Problem to solve: Pick out every line in the rows below that contains the string "mast", copying each one in full. Matching is case-sensitive.

[Point labeling rows]
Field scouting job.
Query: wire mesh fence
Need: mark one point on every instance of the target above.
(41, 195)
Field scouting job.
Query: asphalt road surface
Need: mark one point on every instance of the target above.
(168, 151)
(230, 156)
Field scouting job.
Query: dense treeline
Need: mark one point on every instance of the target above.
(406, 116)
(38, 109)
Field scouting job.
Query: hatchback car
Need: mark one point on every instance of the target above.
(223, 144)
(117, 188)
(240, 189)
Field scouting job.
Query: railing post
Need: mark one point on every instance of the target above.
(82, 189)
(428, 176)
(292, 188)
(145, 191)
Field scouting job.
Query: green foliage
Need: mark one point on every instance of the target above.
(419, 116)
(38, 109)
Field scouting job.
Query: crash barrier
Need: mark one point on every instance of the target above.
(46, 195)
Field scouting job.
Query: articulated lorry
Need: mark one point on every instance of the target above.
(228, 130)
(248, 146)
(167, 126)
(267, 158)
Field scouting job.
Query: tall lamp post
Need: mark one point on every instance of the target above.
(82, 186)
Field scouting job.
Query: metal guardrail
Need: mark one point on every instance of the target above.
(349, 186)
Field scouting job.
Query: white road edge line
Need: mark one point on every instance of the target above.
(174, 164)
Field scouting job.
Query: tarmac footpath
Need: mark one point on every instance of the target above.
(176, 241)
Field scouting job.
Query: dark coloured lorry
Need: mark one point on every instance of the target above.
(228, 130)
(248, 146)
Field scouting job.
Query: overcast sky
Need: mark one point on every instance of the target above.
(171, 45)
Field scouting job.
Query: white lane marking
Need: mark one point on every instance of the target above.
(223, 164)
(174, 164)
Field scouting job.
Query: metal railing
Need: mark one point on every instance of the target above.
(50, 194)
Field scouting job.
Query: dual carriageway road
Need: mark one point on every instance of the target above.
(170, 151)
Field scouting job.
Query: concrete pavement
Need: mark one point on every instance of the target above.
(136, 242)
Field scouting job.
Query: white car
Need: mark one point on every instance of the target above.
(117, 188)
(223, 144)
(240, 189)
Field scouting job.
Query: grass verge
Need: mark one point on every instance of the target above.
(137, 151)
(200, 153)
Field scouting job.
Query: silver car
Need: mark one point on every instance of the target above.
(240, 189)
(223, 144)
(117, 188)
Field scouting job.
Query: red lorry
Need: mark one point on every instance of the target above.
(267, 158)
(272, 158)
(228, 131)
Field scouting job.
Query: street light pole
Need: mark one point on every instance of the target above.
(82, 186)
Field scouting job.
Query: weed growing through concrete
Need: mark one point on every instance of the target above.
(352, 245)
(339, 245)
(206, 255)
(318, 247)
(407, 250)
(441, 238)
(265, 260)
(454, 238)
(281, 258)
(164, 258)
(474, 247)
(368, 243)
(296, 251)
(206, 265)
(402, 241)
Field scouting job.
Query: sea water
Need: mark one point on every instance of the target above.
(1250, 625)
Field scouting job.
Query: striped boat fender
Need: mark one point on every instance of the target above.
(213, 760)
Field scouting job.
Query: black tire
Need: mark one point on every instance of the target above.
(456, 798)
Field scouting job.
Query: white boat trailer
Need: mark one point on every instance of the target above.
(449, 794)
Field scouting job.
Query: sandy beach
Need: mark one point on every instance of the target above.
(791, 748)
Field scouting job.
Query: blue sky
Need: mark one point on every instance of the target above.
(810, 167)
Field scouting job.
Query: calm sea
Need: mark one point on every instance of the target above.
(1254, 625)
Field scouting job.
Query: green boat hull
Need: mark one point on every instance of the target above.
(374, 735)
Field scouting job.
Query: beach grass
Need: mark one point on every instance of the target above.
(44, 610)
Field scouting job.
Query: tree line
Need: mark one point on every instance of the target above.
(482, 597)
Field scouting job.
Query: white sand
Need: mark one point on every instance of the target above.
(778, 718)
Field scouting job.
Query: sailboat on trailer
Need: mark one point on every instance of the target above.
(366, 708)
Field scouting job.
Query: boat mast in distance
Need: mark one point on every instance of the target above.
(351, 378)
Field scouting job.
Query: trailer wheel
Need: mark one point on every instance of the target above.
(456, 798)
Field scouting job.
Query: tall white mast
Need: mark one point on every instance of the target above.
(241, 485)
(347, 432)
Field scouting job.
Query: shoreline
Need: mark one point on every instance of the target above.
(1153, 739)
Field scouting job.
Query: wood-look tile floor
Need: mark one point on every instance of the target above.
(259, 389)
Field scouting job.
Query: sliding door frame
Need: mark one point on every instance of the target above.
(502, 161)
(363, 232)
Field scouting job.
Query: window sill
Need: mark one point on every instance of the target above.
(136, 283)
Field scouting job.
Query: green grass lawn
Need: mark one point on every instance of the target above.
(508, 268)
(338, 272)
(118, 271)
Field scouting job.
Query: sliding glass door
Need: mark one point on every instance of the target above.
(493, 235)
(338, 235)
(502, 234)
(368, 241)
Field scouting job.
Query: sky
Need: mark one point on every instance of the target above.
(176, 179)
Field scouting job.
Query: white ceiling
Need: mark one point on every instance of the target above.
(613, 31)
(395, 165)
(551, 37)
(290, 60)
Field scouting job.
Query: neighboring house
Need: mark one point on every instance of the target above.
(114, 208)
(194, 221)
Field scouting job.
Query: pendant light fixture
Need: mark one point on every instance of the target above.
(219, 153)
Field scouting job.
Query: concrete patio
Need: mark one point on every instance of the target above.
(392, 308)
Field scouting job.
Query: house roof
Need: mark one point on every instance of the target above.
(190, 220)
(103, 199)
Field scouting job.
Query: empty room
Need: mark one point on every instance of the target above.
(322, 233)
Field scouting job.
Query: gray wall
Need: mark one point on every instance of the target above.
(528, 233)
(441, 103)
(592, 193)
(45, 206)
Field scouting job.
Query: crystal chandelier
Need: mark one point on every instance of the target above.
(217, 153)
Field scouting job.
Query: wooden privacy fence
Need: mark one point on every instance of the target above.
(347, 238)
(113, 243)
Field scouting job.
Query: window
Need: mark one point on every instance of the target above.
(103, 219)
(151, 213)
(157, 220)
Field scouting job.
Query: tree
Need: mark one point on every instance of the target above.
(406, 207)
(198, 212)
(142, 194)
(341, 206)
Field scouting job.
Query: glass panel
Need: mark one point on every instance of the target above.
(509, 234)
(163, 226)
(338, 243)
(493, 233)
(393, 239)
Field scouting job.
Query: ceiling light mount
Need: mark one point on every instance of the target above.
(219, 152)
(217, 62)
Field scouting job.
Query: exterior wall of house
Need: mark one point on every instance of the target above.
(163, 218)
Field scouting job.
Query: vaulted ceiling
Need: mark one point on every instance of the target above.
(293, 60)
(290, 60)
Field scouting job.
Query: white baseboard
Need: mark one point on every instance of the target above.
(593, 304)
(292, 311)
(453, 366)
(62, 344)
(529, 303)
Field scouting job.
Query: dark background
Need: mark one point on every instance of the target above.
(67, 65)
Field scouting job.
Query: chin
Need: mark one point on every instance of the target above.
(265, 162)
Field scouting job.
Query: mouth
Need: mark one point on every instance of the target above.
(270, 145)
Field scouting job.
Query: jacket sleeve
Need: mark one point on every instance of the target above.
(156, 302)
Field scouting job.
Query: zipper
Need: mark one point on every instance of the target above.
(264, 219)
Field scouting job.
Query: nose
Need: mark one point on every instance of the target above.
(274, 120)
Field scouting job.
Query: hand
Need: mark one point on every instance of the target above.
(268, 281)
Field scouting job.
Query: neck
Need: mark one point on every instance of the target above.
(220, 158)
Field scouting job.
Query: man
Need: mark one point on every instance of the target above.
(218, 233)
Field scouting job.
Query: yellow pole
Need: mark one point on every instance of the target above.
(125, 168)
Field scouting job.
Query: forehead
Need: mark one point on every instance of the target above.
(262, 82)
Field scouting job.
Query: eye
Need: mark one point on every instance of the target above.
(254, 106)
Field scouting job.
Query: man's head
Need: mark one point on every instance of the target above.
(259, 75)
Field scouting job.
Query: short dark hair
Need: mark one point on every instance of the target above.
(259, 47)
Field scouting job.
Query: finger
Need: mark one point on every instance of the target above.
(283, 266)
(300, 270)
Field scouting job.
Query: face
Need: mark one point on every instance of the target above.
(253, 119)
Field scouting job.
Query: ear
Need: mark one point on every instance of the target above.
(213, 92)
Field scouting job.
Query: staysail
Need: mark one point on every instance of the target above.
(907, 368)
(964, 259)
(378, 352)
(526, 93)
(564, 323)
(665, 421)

Exercise response:
Query: boat mast in distance
Query: tall white mast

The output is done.